* START TEXT TO READ *
Awesome thanks for the replies. I'll be sure to use the search feature next time befor posting new questions. 
As far as the edible hide goes, it is made of plant fibers woven together and the packaging indicates that it is safe for "all small animals." I was wondering if anyone has any knowledge/experience with anything like this. 
The size of the cage was a concern of mine as well, and I plan on getting a larger cage in the future. Is this too small to start with?
Again thanks for all the answers


----------



## Lilysmommy (Jan 7, 2009)

JimboSlic3 said:


> Awesome thanks for the replies. I'll be sure to use the search feature next time befor posting new questions.
> As far as the edible hide goes, it is made of plant fibers woven together and the packaging indicates that it is safe for "all small animals." I was wondering if anyone has any knowledge/experience with anything like this.
> The size of the cage was a concern of mine as well, and I plan on getting a larger cage in the future. Is this too small to start with?
> Again thanks for all the answers


Personally, I think it looks fine to start with, since your baby will be pretty small. It has enough room for the essentials and some space left over. But yes, you'll probably want to upgrade to a larger one as he/she grows.


----------



## hedgielover (Oct 30, 2008)

JimboSlic3 said:


> As far as the edible hide goes, it is made of plant fibers woven together and the packaging indicates that it is safe for "all small animals." I was wondering if anyone has any knowledge/experience with anything like this.
> Again thanks for all the answers


When products say safe for "all small animals" it usually means rodents. Hedgehogs are not rodents, probably will not chew it and even if they did it would not be a benefit in any way. I can't say for sure if it would be harmful without knowing the specific product. (maybe you could find it on petsmarts website and post a link?)

Bottom line is the edible hide is unnecessary. Kleenex boxes or shoe boxes work just fine. Collect them so that you can replace it when it gets dirty. Lots of people use igloos or other store bought plastic hides. I personally just put an extra blanket where Quigley usually sleeps. He often burrows under the liners anyway (even when he had an igloo) so why not save space by taking it out all together.


----------



## Tomato (Aug 8, 2010)

JimboSlic3 said:


> *5) The bed is made of "edible fibers safe for small animals."* Just how safe are these?
> 
> *9)What kind of heating bulb should I use?* My hedgie will be in my room and I sleep in the cold, so I know I will need one. My brother has a bearded dragon and I know there are some bulbs that are reccomended over others. Is this the same for hedgies?
> 
> ...
* END TEXT TO READ *
EXERCISE SET
1. Repeat, word for word, the part of the hedgehog care thread that begins at "When products say" and stops after "out all together.".
2. Go on with the hedgehog care thread, starting right after its final line.
* START PROVIDED INFORMATION *
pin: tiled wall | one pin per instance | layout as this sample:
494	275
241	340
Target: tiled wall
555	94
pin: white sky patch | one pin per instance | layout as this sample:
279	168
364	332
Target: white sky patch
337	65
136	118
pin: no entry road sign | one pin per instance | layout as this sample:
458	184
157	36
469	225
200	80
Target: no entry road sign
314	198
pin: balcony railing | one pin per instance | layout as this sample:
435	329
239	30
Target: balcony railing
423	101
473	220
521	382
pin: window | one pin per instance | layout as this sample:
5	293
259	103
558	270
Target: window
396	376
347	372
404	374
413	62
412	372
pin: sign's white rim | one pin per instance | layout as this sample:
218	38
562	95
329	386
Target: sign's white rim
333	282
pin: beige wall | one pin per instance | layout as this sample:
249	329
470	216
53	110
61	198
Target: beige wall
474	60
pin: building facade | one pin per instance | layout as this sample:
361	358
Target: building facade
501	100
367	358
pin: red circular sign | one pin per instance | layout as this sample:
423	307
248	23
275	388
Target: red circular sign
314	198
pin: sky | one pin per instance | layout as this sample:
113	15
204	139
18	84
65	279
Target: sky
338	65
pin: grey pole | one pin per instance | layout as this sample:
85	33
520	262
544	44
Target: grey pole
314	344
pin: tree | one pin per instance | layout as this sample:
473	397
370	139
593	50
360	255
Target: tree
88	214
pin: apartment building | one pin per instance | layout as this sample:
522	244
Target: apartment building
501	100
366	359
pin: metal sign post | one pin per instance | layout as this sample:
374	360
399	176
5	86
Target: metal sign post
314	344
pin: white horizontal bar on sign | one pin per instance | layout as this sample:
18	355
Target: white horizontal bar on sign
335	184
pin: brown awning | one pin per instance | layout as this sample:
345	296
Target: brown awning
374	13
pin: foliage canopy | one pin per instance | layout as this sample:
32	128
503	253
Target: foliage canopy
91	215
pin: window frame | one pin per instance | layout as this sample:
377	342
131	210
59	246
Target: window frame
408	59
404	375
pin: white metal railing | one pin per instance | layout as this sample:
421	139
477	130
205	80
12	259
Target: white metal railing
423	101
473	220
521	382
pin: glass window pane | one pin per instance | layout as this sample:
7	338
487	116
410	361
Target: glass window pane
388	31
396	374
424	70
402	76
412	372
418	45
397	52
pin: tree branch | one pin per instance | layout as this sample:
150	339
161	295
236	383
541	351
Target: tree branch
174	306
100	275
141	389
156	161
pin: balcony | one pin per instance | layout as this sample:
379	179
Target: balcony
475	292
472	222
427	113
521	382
* END PROVIDED INFORMATION *
RESPONSES IN ORDER
1.
When products say safe for "all small animals" it usually means rodents. Hedgehogs are not rodents, probably will not chew it and even if they did it would not be a benefit in any way. I can't say for sure if it would be harmful without knowing the specific product. (maybe you could find it on petsmarts website and post a link?)

Bottom line is the edible hide is unnecessary. Kleenex boxes or shoe boxes work just fine. Collect them so that you can replace it when it gets dirty. Lots of people use igloos or other store bought plastic hides. I personally just put an extra blanket where Quigley usually sleeps. He often burrows under the liners anyway (even when he had an igloo) so why not save space by taking it out all together.

2.
5) I'm pretty sure I know what you're talking about - it's basically high fiber grass or similar that guinea pigs and rodents eat (as mentioned already). Hedgehogs have a different diet and it wouldn't be appropriate for eating/chewing. If it's rock hard though and you're convinced a hedgie won't eat it, it should be fine. I could be wrong but basically it's the same as a paper bag or shoebox where a hedgie _could_ chew away at it but usually don't.

9) It really depends on your cage/habitat... from you picture, a 100w CHE could do justice but it really depends on your usual room temperature, variations in temperature, and also size of cage. It's hard to tell from the picture but if you have actual dimensions that could help.

10) Um, drums cause massive amounts of noise and quite the vibrations too. I'd keep your hedgie away. Anybody know where I can buy earplugs for hedgehogs?? (joking )

11) I've never heard of a satellite wheel either, but if you have the one I'm thinking of (in the picture) it can get pretty noisy compared to a cake-pan wheel that a couple people here sell.

Bonus: Neither... I'm in Canada and we only have 1 baseball team so I'm partial to them.


----------



## JimboSlic3 (Sep 20, 2010)

Ok so I'm probably going to scrap the edible hide and stick to the tissue box (I'll try to find a link later when I can use a computer). I only need to get the temperature up a few degrees at night when I'm sleeping. Other than that the temperature stays between 73-79F. Is a blacklight (like the nightlights for lizards) a safe soure of heat? I'm gonna be picking up my hedgie on Saturday so I'll post pictures of him/her when I do 
Hockey fan, Tomato?


----------



## Tomato (Aug 8, 2010)

I think boxes would work better too though I've seen some "edible" huts that would be appropriate and of course other edible huts that are not.

CHEs are recommended because they heat without emitting light... and a separate light is good to maintain their bioclock for daylight. A blacklight is probably "safe" but not sure how effective it is at heating the cage? If you have a thermostat (recommended) the light would be turning on and off too which would be a little strange.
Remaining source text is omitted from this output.